And yet with the option off the table, so to speak, I’m becoming accustomed to a new sort of normal. Where once upon a time Sober Frightened Me and Drunk Fearless Me were a world apart, they seem now to be slowly integrating. At a dinner party two weeks ago I was the only one of nine not drinking, and I watched with curiosity as strangers became more relaxed and comfortable with one another, laughing and flirting and hollering for refills. Without a chemical transition of my own I could only paddle through the never-not-awkward small talk and find comfort and pleasure in simply getting to know people (also, a cheese plate really facilitates bonding).
I’ve done a bit of reading on the science of addiction, learning that once the trajectory is underway the relationship of the addict to their chosen substance becomes one of needing, not wanting. Where alcohol once presented a comforting possibility, a place of safety and invulnerability and pleasure, at some point things turned. Research shows that as use continues addicts derive less, not more pleasure from their drug of choice, and yet their cravings do not diminish.
I never hit a hard bottom — crashed a car, woken up next to a complete stranger — but I know if I’d kept going I would have. I’d started to black out most nights I drank, but the monstrous shame and daily, low-level hangovers would fade from my memory the minute I felt again that I needed a splash of something to see my mother, go on a internet date, even, on one inglorious occasion, to get my ass to yoga (I do not recommend this). I would surely have continued on the self-destructive path I was on had not a roommate’s boyfriend, fresh out of rehab, moved into our place temporarily, placing square in my path an example of a person transformed. I made up my mind to talk to him about it but it took weeks to screw up the courage to do so. I couldn’t have imagined a person less likely to judge or mock me and yet when I saw him I just couldn’t get the words out, finally sending him an e-mail hemming and hawing about how I guess I couldn’t control my drinking and maybe I needed some help?

++++++

§ Task requirements:
1. Retype everything in the passage about giving up alcohol from "And yet with" down to "really facilitates bonding).".
2. In the passage about giving up alcohol, what does research show happens to the pleasure addicts get from their drug of choice as use continues?
The rows that come next have no connection to the passage about giving up alcohol.

++++++

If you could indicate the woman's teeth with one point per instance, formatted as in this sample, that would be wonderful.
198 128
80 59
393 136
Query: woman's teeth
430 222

++++++

§ Per-task outputs:
1.
And yet with the option off the table, so to speak, I’m becoming accustomed to a new sort of normal. Where once upon a time Sober Frightened Me and Drunk Fearless Me were a world apart, they seem now to be slowly integrating. At a dinner party two weeks ago I was the only one of nine not drinking, and I watched with curiosity as strangers became more relaxed and comfortable with one another, laughing and flirting and hollering for refills. Without a chemical transition of my own I could only paddle through the never-not-awkward small talk and find comfort and pleasure in simply getting to know people (also, a cheese plate really facilitates bonding).

2. They get less pleasure from it, not more, yet their cravings do not diminish.